- AIM OF THE EXERCISE:
Update the material by replacing every "visible" with "shown", leaving everything else unchanged, and leave the pictures out of your answer.

== EXCERPTED DATA

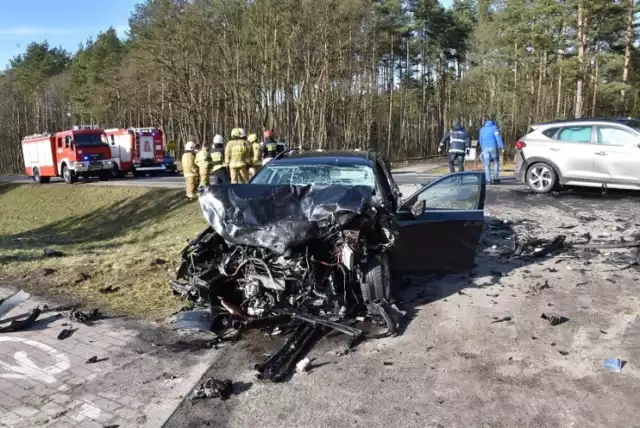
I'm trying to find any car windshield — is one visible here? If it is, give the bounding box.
[73,134,107,147]
[627,119,640,131]
[251,163,375,188]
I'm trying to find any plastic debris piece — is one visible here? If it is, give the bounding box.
[296,358,311,373]
[540,312,569,325]
[191,377,232,402]
[604,358,624,373]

====

- EXERCISE SOLUTION:
I'm trying to find any car windshield — is one shown here? If it is, give the bounding box.
[73,134,107,147]
[627,119,640,131]
[251,163,375,188]
I'm trying to find any plastic debris piece — is one shown here? If it is, give the bounding box.
[296,358,311,373]
[540,312,569,325]
[191,377,232,402]
[604,358,624,373]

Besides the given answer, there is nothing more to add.